| Brano da leggere |
⁂

I numeri del mercato legale
Il numero delle specie di animali commercializzate legalmente ©Pnas/Benjamin Marshall, et al., 2024

Gli Stati Uniti sono uno dei pochi paesi ad avere un database completo (quasi)

Per la maggior parte delle specie coinvolte nel mercato legale di fauna selvatica i dati non sono neanche presenti. L’unico strumento che permette la valutazione del commercio delle specie si basa sulla Convenzione sul commercio internazionale delle specie di fauna e flora selvatiche minacciate di estinzione (Cites), che monitora e regola il mercato legale internazionale di determinate specie per ridurre il rischio di sfruttamento eccessivo per le specie vulnerabili. Sebbene sia una preziosa fonte di dati, la Cites monitora solamente un sottoinsieme di specie e con molte limitazioni: ad esempio, non cataloga la maggior parte delle specie appartenenti a uccelli canori, rettili, anfibi, pesci e aracnidi e di conseguenza molte specie commercializzate rimangono senza documentazione.

⁂

Prosegui il brano sul commercio legale di fauna selvatica partendo dal punto in cui si interrompe. Le voci che seguono non servono.

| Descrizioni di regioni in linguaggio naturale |
⁂

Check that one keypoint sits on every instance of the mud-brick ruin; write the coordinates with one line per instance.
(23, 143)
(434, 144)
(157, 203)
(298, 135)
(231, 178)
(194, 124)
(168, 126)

⁂

| Risposta al compito |
L’assenza dei dati è una sfida critica per valutare il reale impatto del commercio di fauna selvatica sulla biodiversità e sugli sforzi di conservazione. Come anticipato, gli Stati Uniti sono tra i mercati più importanti ma sono anche uno dei pochi paesi che raccolgono e pubblicano i dati sulle importazioni di fauna per tutti i taxa in commercio. Al pari della Cites, il Lemis – Law enforcement management information system – dell’US fish and wildlife service, registra i volumi e le origini degli animali e delle piante selvatiche importati negli Stati Uniti. Sebbene contenga delle inesattezze (ad esempio, sottorappresenta il numero di specie a causa dell’aggregazione di dati su specie diverse) rimane uno dei database più completi. Contiene dati su sulla provenienza dichiarata della fauna selvatica (ad esempio, allevata in cattività, prelevata in natura), la quantità importata ed esportata e uno scopo commerciale più dettagliato.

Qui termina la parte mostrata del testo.